▸ ZADANIE A
Oceń, czy zdania (i), (ii) i (iii) są zgodne z tekstem strony. Przy każdym napisz „tak” albo „nie” i przytocz dosłownie rozstrzygające słowa tekstu.
(i) Pronovias szyje 90% sukni w Chinach.
(ii) Suknie z Chin przechodzą kontrolę jakości we Francji.
(iii) Suknia opisana we wpisie #15 jest koronkowa.
▸ ZADANIE B
Przeredaguj fragment rekordów, który zaczyna się wierszem zawierającym „Task: where can the dog's paw” i kończy wierszem zawierającym „x=198, y=222”. Zamień w nim „dog's paw” na „dog's front paw”, resztę pozostaw bez zmian i podaj tylko ten fragment.

▸ TEKST STRONY
####################

W sumie jakby te suknie były szyte w Hiszpanii, to pewnie kosztowałyby tyle ile np suknie Zienia.

Mało co nie jest teraz z Chin.

inkageo

Z hiszpańskich tylko Villais podobno szyje w Europie. A Pronovias 90% w Chinach (w tym podobno wszystkie koronkowe) i 10% w Hiszpanii (tych mniej pracochłonnych), tak mi powiedziano we Flossmannie.
Projektowanie i szycie sukni to dla mnie sztuka, a nie każda krawcowa jest artystką i jest w stanie zastąpić sztab ludzi, którzy pracują nad projektem, wykrojem, doborem materiałów. W takich koncernach samo wykonanie to już pestka ;) Suknie z Chin płyną do Hiszpanii gdzie przechodzą kontrolę jakości, na papierowych metkach jest później numer kontrolny i informacja o odbytej kontroli.
Imagine there is no hate

zuzia

Inka wie co mówi. np. Herm's nie ma przed nią tajemnic :)

spragnienie

#15
inkageo I'm impressed  lol
to chyba jest szansa, ze moja jest szyta w Hiszp. bo nie jest koronkowa, tylko muślinowa i raczej nieskomplikowana  ;)
a tak naprawdę to mi to nie robi różnicy - i tak pewnie biegam w chinskich/tajwanskich butach  i chinskiej koszulce hehe

ważne dla mnie, ze material jest z bliska piękny (w porównaniu z sukniami innych firm, które przymierzyłam, choć nie było ich dużo) ,suknia dobrze leży i spełnia moje oczekiwania :)

####################

▸ MATERIAŁ DO ZADANIA
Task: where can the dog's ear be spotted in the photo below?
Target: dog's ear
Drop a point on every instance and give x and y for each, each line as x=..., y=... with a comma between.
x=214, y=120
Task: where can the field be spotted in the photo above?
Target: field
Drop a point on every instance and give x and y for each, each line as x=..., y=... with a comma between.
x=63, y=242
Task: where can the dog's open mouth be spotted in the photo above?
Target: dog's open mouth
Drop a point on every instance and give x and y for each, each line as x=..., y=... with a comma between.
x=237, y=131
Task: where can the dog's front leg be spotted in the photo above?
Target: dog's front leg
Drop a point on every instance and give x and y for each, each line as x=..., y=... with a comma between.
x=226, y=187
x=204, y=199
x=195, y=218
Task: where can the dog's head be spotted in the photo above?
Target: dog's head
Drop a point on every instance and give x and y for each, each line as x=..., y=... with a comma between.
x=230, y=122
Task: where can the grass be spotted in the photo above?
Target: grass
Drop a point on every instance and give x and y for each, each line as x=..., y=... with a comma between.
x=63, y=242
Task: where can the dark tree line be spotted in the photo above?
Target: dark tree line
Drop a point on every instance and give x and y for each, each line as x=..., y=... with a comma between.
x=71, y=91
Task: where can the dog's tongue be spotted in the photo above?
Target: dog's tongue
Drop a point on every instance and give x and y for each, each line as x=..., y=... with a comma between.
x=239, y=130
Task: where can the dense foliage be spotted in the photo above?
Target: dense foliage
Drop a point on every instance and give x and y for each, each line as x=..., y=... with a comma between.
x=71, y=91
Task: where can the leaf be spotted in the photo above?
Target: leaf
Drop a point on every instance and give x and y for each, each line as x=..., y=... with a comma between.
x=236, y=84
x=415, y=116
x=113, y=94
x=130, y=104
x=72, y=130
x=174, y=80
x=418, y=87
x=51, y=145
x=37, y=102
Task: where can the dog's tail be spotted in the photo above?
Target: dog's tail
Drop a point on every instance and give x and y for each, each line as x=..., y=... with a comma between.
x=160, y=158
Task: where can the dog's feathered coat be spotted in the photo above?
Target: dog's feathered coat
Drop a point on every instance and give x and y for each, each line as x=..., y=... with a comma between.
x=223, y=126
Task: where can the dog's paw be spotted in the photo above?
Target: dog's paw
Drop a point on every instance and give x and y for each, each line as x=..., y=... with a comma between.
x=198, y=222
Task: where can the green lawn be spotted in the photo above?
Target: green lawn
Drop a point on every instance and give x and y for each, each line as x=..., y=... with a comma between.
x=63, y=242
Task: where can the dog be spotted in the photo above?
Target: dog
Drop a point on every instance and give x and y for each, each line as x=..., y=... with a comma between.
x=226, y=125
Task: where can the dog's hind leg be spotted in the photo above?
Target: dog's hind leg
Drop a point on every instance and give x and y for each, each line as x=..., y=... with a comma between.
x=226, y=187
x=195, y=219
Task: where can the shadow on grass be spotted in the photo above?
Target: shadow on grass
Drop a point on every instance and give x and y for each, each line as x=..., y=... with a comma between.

####################

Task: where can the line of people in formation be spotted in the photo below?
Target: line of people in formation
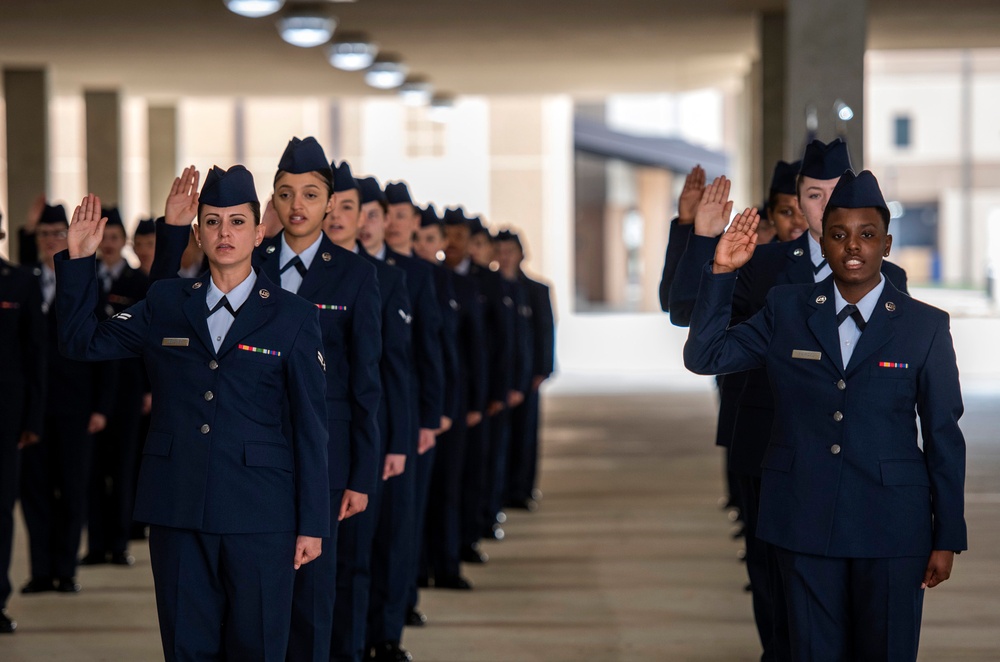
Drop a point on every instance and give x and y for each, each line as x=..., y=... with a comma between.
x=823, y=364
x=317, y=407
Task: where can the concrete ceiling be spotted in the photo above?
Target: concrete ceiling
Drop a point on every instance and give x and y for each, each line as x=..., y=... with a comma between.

####################

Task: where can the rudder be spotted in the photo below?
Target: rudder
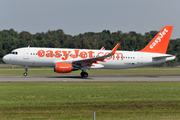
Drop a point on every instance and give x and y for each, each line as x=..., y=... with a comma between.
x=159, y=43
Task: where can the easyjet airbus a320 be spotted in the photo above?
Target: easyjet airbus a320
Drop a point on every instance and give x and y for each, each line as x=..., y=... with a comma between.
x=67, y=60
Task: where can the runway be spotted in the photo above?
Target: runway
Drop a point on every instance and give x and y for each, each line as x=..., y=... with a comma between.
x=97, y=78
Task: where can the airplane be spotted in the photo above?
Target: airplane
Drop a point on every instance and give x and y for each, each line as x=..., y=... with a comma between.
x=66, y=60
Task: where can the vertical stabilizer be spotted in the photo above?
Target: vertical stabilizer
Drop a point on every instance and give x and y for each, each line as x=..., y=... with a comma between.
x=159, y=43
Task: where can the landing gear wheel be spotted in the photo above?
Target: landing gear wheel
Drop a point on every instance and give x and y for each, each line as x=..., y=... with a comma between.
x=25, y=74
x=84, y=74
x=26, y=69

####################

▸ ODPOWIEDŹ DO ZADANIA A
(i) Tak: „A Pronovias 90% w Chinach”.
(ii) Nie: „Suknie z Chin płyną do Hiszpanii gdzie przechodzą kontrolę jakości”.
(iii) Nie: „bo nie jest koronkowa, tylko muślinowa”.

▸ ODPOWIEDŹ DO ZADANIA B
Task: where can the dog's front paw be spotted in the photo above?
Target: dog's front paw
Drop a point on every instance and give x and y for each, each line as x=..., y=... with a comma between.
x=198, y=222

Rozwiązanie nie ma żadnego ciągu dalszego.